YOUR INSTRUCTIONS ->
Copy the items from the line containing "# point at: the hatchback" through the line containing "# point at: the wheel", inclusive, replacing "dusty road" with "dirt road" and changing nothing else. Omit the pictures.

DATASET ENTRIES ->
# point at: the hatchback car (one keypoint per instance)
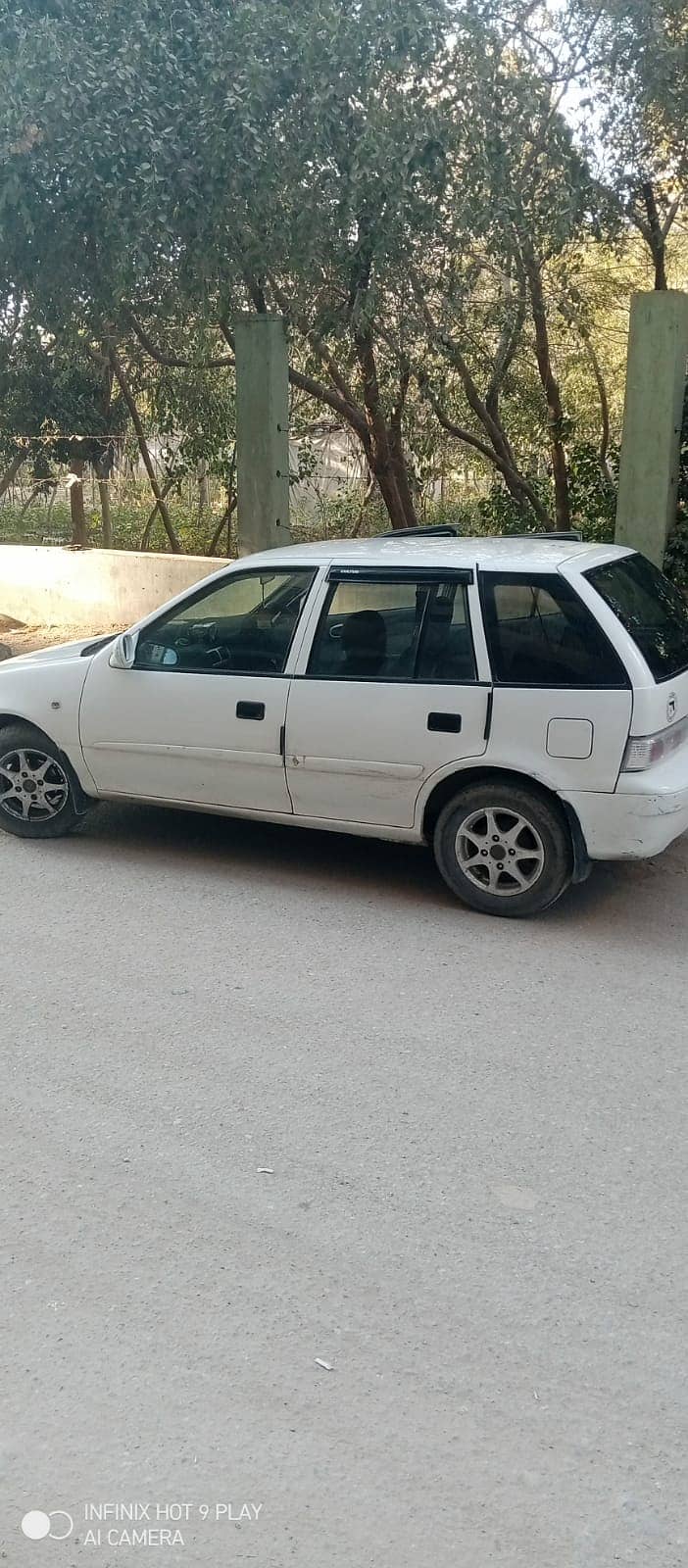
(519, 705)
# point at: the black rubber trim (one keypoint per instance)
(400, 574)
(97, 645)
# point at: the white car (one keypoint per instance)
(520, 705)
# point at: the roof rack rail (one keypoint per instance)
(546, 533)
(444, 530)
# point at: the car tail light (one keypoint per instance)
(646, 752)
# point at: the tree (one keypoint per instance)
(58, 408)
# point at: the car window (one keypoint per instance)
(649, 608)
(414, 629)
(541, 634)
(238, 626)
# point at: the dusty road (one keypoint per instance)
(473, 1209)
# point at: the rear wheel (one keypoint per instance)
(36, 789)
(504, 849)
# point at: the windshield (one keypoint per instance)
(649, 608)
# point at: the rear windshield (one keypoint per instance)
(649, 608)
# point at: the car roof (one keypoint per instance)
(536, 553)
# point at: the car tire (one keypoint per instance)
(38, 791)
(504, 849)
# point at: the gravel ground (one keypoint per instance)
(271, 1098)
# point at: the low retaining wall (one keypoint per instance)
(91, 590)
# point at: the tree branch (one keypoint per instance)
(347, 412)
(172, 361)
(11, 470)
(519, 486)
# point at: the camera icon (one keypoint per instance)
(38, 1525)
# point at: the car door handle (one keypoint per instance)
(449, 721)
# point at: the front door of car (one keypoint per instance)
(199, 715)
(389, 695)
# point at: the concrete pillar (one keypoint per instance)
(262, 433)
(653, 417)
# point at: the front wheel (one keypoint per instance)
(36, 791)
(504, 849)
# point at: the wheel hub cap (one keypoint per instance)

--

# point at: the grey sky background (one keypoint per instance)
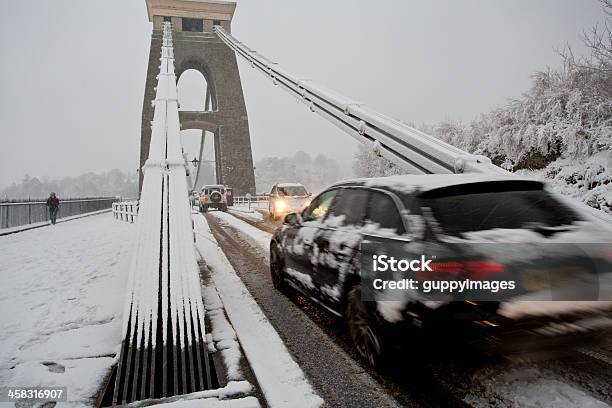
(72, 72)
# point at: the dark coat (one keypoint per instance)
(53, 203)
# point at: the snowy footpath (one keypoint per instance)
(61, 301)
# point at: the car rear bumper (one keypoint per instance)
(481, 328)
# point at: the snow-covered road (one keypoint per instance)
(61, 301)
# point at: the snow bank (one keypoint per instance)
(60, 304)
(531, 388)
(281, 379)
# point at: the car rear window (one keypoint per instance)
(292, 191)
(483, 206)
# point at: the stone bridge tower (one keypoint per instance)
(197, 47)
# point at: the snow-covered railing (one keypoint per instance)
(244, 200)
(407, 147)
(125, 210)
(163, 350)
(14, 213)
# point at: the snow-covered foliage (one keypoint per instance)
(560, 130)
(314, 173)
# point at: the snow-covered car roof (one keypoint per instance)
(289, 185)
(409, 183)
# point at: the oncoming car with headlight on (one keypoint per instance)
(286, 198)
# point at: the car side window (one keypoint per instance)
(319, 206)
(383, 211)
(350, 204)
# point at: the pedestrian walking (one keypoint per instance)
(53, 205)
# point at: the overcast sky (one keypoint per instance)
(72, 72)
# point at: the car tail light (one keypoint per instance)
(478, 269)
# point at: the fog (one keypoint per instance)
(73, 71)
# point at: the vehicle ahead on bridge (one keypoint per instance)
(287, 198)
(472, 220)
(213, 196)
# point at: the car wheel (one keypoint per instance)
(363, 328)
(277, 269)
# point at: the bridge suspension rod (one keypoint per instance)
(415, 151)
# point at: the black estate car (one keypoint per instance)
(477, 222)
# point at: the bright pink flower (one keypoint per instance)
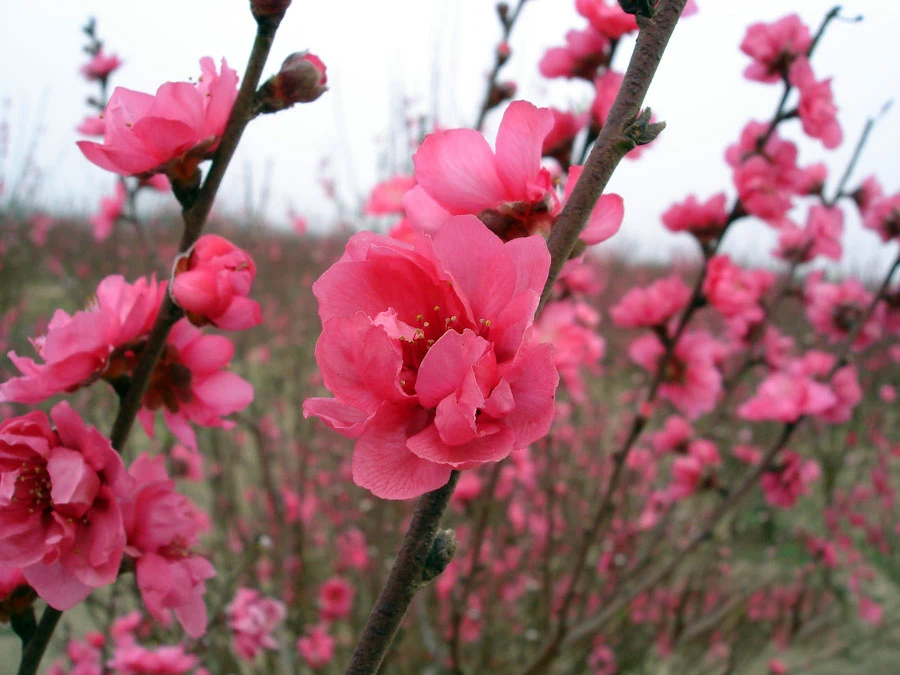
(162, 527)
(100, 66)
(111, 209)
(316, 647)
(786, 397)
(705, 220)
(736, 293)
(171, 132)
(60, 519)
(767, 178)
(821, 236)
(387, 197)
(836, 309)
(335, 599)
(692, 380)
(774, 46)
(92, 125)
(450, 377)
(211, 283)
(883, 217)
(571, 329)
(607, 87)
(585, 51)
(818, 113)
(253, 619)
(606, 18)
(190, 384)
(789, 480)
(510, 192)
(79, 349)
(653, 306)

* * *

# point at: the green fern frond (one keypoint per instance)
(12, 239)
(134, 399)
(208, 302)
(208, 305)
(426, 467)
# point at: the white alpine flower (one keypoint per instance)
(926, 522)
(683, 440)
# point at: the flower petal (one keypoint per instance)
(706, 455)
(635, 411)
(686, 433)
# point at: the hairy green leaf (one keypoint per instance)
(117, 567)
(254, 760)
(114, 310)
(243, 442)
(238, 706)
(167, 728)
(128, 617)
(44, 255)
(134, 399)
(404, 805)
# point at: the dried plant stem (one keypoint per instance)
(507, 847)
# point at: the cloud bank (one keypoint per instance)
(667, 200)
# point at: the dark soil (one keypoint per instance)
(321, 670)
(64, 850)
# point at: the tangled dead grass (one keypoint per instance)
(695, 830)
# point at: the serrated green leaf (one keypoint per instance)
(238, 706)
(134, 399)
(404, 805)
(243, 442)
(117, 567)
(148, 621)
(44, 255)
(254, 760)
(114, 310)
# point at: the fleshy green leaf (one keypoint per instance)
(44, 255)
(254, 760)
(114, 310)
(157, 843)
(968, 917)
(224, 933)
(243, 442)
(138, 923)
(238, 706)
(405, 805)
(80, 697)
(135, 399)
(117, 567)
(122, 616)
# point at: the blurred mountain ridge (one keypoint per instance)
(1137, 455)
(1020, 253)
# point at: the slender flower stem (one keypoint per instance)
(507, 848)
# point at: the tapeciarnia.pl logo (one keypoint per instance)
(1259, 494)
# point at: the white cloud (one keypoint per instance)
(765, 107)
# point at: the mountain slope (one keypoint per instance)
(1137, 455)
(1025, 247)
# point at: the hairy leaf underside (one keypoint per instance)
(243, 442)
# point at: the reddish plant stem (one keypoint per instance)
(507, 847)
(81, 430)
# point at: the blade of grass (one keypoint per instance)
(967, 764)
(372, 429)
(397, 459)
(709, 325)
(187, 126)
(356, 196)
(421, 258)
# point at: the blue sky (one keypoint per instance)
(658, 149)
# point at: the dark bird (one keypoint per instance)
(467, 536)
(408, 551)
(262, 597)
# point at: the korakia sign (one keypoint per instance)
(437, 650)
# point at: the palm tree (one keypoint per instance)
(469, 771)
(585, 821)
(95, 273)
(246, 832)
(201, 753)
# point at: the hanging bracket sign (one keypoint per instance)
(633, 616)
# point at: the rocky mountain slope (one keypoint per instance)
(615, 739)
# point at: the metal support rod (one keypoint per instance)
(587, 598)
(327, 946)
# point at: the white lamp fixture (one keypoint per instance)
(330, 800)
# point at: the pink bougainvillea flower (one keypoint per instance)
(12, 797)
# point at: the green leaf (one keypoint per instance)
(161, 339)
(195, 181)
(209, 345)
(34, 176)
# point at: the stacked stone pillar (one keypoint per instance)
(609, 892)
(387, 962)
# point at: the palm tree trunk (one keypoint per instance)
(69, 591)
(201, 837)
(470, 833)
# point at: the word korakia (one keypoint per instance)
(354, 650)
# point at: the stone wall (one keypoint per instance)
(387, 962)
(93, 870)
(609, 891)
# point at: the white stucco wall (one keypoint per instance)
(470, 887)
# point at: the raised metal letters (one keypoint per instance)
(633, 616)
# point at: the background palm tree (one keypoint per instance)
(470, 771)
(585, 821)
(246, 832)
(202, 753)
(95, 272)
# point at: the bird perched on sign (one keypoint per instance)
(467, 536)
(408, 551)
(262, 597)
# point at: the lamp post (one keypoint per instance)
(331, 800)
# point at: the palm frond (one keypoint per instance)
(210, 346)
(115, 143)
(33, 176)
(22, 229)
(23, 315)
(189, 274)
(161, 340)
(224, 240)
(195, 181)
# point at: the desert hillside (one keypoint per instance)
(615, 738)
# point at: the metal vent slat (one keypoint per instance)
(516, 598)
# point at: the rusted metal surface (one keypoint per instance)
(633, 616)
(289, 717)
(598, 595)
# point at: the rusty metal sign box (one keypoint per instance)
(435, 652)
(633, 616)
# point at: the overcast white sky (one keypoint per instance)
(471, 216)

TASK RESPONSE ->
# point at: the hatchback car (one keypoint per instance)
(519, 705)
# point at: the black rubber trim (one keypoint per instance)
(400, 574)
(97, 645)
# point at: the white car (one keypoint per instance)
(520, 705)
# point at: the roof rack rail (one keypoint per instance)
(546, 533)
(444, 530)
# point at: the car tail light (one keypoint per instance)
(646, 752)
# point at: the tree (one keypoint per instance)
(58, 408)
# point at: the car window (one keypoint per instance)
(649, 608)
(414, 629)
(541, 634)
(238, 626)
# point at: the dirt road (one keypoint per instance)
(473, 1209)
# point at: the rear wheel (one keypoint per instance)
(36, 789)
(504, 849)
# point at: the windshield (one keypoint per instance)
(649, 608)
# point at: the rear windshield (one keypoint per instance)
(649, 608)
# point at: the car roof (one keypoint per instance)
(536, 553)
# point at: the car tire (one keypoint per instance)
(38, 791)
(504, 849)
# point at: the gravel ground (one keypoint per instance)
(271, 1098)
# point at: the low retaining wall (one keypoint per instance)
(91, 590)
# point at: the tree branch (one keypoint per instance)
(347, 412)
(172, 361)
(11, 470)
(519, 486)
# point at: the camera icon (one keypoint per instance)
(38, 1525)
# point at: the car door handle (one keypoint per instance)
(449, 721)
# point at: the front door of car (one keypoint per instance)
(199, 715)
(389, 695)
# point at: the concrete pillar (one keypoint per instance)
(262, 433)
(653, 417)
# point at: the front wheel (one keypoint per instance)
(36, 791)
(504, 849)
# point at: the wheel hub cap (one keypoint per instance)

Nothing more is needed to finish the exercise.